**Work to be completed:** The listing below is to be given again in full and word for word, without its images.

**Dataset records:**
/---

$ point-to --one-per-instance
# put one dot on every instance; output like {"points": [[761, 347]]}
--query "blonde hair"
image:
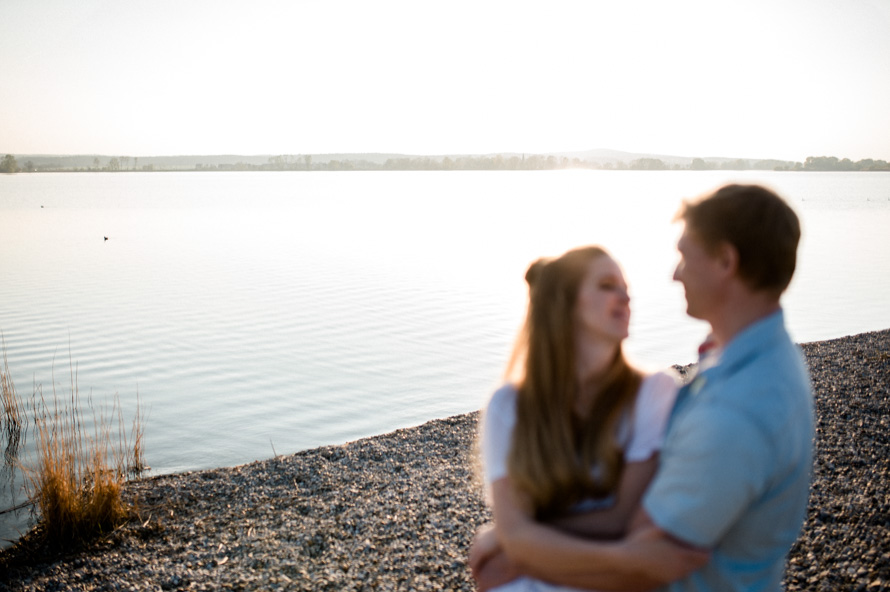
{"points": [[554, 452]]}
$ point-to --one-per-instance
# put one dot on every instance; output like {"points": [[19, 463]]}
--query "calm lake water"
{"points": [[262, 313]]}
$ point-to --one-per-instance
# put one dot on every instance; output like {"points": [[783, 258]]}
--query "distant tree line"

\---

**Answer for this exercise:**
$ point-to --one-per-instance
# put one dot on every instance; output like {"points": [[761, 347]]}
--query "blonde hair"
image:
{"points": [[554, 452]]}
$ point-to --one-per-instance
# put one dot on every instance; output like {"points": [[19, 463]]}
--query "calm lake water"
{"points": [[262, 313]]}
$ point-to --one-per-instance
# put one dot on every instance; output like {"points": [[783, 258]]}
--query "distant tree line"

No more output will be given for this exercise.